-- begin --
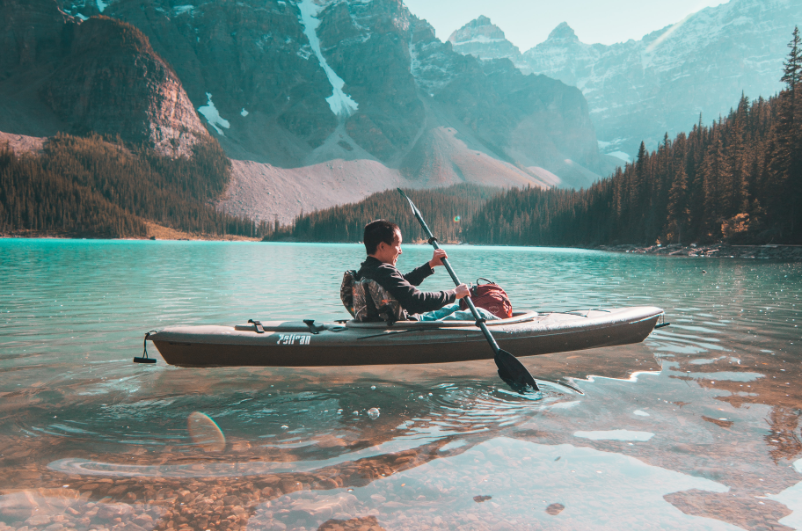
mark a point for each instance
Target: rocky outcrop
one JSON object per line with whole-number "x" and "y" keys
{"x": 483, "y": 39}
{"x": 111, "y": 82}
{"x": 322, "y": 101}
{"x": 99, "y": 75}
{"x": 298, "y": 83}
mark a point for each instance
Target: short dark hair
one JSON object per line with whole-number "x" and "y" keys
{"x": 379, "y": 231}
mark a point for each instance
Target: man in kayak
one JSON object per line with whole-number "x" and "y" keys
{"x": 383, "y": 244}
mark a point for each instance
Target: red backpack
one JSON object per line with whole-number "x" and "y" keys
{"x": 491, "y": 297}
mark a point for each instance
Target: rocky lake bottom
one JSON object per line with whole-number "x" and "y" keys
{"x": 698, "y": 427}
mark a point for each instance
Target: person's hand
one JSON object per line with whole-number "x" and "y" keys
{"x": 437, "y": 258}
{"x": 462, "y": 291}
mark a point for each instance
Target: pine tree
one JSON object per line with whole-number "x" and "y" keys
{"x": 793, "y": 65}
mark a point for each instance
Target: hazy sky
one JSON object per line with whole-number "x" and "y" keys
-- end --
**Work to be completed:**
Format every line of the records above as a numbered list, leaving out blank lines and the pictures.

**Exercise output:**
1. mark a point for each instance
2. Target: rocky outcrop
3. one JSON object per line with whole-number "x" and "y" keys
4. {"x": 483, "y": 39}
5. {"x": 111, "y": 82}
6. {"x": 322, "y": 101}
7. {"x": 99, "y": 75}
8. {"x": 298, "y": 83}
9. mark a point for each instance
10. Target: short dark hair
11. one JSON object per line with whole-number "x" and "y" keys
12. {"x": 379, "y": 231}
13. mark a point for each instance
14. Target: man in kayak
15. one JSON object per line with whole-number "x" and "y" keys
16. {"x": 383, "y": 244}
17. mark a point for each instance
18. Target: red backpack
19. one JSON object per line with whole-number "x" and "y" keys
20. {"x": 491, "y": 297}
21. mark a point for each instance
22. Target: rocky lake bottom
23. one JSON object per line with whole-number "x" and "y" keys
24. {"x": 698, "y": 427}
25. mark a point for each instance
26. Target: person's hand
27. one JSON object per line with whole-number "x" and "y" keys
28. {"x": 437, "y": 258}
29. {"x": 462, "y": 291}
30. mark a point for each instance
31. Target: pine tree
32. one JSON object per line with whole-number "x" and "y" keys
33. {"x": 793, "y": 65}
34. mark a point for each instance
35. Target: hazy sky
36. one JSON object per line with whole-number "x" and "y" keys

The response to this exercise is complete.